> _Set problem_: Print the line that contains "person in yellow" and every line after it through the last line of the records below, exactly as written and nothing else.

+++ Items

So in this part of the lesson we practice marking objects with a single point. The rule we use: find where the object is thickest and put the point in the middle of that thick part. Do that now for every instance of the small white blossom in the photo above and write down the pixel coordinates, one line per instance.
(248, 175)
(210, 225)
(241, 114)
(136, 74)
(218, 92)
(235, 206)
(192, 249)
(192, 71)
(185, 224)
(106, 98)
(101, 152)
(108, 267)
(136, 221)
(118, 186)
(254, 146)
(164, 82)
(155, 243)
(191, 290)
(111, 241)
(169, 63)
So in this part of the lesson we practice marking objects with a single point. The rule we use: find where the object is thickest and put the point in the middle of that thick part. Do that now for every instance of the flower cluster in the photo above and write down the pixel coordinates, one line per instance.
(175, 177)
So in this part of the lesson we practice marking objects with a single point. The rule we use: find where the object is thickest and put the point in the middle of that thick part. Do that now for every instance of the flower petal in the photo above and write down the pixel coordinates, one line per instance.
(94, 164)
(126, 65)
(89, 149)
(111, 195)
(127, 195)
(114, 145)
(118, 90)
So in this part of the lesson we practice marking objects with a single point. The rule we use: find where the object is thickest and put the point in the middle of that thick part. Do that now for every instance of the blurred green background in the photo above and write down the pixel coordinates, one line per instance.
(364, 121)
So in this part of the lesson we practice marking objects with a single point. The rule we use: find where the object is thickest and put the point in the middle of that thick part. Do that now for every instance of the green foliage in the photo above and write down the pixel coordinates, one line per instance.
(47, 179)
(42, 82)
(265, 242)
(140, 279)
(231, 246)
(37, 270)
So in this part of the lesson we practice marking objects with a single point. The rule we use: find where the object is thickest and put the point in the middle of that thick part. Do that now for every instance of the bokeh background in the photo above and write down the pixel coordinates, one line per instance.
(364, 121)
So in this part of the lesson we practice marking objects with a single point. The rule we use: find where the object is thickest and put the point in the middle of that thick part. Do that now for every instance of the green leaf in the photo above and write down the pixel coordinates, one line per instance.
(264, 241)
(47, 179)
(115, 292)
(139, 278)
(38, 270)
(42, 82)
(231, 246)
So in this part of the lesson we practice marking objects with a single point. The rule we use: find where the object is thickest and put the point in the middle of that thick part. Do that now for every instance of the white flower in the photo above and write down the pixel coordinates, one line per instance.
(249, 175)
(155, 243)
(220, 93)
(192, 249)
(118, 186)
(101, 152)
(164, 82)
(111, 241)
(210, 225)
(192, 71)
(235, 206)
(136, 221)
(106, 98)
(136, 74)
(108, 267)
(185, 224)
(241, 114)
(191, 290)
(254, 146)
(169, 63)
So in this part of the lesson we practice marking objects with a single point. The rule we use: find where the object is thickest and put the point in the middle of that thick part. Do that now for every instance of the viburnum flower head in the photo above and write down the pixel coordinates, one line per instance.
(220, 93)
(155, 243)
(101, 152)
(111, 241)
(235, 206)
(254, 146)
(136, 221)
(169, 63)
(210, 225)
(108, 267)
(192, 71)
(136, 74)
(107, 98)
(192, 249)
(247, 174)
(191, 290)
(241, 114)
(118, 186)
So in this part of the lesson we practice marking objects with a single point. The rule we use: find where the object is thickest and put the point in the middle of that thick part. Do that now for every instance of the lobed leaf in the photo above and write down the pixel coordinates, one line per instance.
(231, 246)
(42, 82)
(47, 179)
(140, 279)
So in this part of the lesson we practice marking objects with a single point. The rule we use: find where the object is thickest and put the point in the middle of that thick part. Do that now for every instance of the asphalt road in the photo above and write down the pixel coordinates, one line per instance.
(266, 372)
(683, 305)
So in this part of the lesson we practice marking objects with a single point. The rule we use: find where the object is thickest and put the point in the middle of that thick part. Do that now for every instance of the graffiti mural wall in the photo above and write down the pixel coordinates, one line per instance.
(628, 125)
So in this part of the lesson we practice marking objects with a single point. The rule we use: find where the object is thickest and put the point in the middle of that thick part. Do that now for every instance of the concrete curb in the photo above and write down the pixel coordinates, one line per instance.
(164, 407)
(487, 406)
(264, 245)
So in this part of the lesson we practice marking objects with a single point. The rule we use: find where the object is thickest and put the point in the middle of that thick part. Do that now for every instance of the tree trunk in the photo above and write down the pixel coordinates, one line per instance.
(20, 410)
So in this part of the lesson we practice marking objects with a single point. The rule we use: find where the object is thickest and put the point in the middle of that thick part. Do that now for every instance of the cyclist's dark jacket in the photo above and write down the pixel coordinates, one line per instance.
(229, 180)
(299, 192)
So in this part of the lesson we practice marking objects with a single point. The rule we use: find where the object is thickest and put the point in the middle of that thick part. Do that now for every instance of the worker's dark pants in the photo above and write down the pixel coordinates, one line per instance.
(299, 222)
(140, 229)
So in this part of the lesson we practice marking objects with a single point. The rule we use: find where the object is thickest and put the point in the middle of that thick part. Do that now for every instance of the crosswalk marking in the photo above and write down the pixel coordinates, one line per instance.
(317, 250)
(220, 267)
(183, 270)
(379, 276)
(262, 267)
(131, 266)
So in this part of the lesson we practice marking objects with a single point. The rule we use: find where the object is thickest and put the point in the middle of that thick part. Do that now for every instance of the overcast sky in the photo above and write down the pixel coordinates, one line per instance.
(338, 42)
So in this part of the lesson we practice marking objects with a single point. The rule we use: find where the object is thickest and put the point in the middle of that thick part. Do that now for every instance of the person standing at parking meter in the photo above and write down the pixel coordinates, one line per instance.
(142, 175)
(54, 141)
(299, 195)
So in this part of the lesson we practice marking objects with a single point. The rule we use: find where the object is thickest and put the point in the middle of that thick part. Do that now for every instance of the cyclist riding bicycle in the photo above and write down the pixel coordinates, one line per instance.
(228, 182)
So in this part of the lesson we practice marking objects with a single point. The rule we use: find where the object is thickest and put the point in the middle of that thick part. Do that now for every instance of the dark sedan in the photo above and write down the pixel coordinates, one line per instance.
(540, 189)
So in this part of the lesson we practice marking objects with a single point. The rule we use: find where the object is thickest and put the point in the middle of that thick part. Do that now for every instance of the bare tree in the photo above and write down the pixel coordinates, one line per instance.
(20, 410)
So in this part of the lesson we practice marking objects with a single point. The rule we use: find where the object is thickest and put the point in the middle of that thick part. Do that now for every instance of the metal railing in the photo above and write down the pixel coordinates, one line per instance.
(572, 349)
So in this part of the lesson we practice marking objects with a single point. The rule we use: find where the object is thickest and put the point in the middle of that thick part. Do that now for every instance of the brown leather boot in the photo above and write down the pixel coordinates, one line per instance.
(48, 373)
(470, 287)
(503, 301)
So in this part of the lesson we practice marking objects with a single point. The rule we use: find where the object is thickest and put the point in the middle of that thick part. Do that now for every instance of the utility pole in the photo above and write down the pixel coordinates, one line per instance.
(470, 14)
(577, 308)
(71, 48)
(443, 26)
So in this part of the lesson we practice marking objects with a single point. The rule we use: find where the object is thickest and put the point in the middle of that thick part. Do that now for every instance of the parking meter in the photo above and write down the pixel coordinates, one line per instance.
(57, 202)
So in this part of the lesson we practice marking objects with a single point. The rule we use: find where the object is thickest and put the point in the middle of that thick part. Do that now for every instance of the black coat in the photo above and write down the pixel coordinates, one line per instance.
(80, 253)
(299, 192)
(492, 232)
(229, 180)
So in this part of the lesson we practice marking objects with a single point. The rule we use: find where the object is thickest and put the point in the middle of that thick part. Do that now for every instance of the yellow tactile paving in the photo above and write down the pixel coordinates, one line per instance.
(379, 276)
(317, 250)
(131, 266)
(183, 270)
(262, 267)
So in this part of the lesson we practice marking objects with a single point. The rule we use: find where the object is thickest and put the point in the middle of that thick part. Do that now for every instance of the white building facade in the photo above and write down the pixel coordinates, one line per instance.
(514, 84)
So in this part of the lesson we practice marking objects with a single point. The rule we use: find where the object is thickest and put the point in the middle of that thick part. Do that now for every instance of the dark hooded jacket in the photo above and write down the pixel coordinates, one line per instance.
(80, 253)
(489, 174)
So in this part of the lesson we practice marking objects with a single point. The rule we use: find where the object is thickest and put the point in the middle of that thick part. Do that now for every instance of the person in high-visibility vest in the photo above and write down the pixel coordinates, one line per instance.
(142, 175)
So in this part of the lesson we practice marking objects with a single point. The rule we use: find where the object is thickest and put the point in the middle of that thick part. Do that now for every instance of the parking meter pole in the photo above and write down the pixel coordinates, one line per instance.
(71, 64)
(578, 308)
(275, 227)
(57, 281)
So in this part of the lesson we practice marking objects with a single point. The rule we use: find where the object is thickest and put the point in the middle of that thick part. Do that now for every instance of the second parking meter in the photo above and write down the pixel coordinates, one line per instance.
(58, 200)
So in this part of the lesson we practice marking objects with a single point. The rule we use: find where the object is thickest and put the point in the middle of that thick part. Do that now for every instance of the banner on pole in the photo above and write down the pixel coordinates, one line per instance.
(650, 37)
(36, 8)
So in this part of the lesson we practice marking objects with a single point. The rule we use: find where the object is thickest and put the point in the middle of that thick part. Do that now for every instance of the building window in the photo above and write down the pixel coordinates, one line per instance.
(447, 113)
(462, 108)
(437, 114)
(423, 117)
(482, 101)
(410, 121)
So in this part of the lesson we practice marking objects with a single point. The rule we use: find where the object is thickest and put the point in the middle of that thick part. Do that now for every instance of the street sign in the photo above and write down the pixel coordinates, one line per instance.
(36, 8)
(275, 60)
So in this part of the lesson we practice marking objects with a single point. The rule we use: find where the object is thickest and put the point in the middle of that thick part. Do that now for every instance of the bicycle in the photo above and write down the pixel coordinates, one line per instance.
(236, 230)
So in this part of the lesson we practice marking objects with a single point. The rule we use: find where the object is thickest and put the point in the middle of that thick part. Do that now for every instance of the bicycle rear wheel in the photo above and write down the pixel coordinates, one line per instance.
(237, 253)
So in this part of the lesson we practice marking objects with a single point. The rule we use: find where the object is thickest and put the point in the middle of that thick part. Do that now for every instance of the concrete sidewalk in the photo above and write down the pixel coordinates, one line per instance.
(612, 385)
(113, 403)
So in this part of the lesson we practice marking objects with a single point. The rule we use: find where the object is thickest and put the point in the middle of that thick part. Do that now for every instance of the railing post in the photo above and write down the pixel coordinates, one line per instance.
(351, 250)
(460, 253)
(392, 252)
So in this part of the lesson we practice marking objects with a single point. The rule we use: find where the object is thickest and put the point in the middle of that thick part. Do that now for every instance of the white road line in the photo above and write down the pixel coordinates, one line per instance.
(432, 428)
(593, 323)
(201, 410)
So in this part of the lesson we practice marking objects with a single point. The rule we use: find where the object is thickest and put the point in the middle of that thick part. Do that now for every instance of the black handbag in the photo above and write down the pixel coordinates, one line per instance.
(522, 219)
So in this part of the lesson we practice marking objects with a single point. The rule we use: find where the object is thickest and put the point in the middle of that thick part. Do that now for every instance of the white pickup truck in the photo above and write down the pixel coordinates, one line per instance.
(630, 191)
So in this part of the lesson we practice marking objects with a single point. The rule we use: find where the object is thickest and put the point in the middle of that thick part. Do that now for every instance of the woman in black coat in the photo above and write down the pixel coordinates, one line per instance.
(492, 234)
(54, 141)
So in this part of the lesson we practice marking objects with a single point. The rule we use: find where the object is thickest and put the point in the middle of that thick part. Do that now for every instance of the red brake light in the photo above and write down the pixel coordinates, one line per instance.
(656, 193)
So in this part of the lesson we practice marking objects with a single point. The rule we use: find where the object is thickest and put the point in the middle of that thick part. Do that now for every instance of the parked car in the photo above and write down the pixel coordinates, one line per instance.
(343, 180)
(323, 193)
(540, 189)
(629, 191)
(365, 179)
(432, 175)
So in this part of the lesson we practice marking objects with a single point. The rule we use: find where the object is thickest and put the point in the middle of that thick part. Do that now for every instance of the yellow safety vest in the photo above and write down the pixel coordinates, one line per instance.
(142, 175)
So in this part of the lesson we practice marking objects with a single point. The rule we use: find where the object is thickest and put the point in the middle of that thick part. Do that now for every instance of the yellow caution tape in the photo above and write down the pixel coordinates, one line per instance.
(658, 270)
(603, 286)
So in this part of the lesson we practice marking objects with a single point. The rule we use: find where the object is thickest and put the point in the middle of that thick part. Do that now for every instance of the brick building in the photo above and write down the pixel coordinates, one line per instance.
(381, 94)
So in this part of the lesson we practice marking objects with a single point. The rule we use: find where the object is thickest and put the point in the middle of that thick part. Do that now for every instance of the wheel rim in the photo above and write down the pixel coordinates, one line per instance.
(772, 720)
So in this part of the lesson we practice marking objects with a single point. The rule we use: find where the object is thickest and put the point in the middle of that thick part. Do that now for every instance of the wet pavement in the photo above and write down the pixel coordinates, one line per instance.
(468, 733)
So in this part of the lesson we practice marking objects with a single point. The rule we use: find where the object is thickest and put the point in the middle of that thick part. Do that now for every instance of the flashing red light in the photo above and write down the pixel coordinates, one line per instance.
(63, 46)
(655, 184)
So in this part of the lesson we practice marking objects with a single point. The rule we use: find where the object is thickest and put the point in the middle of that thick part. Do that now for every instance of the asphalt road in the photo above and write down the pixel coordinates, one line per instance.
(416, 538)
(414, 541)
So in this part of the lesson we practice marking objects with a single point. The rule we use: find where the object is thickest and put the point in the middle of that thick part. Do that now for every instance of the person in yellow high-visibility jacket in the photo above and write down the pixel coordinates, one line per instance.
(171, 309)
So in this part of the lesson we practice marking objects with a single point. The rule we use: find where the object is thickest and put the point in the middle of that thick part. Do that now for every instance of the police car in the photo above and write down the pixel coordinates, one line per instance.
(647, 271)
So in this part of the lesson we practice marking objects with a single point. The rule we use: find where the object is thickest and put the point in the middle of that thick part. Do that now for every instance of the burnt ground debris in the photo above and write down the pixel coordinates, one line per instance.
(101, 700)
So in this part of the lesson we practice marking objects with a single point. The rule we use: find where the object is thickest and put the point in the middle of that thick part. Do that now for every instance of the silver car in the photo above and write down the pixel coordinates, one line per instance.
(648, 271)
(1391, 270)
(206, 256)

++++++

> _The solution_:
So in this part of the lesson we practice marking objects with a single point. The rule we use: find where the object is thickest and put the point in the middle of that thick part. Do that now for every instance of the person in yellow high-visibility jacket in the photo above and write down the pixel coordinates, one line per instance.
(171, 309)
So in this part of the lesson we practice marking objects with a single point. The rule we use: find where the object is thickest and put the point in the middle of that thick part. Do that now for every instance of the police car in the photo above and write down the pixel coordinates, one line per instance.
(647, 271)
So in this part of the lesson we practice marking objects with a single point. The rule we use: find where the object is thickest and put the point in the middle of that thick part. Do that now for every instance of the burnt ground debris in the photo above and write down the pixel coordinates, one line per instance.
(101, 700)
So in this part of the lesson we practice marking objects with a single point. The rule we use: find where the object is thickest and put the point in the middle of that thick part. Do that now for every instance of the silver car in the photo above and write down the pixel coordinates, one line per instance.
(648, 271)
(1391, 270)
(206, 256)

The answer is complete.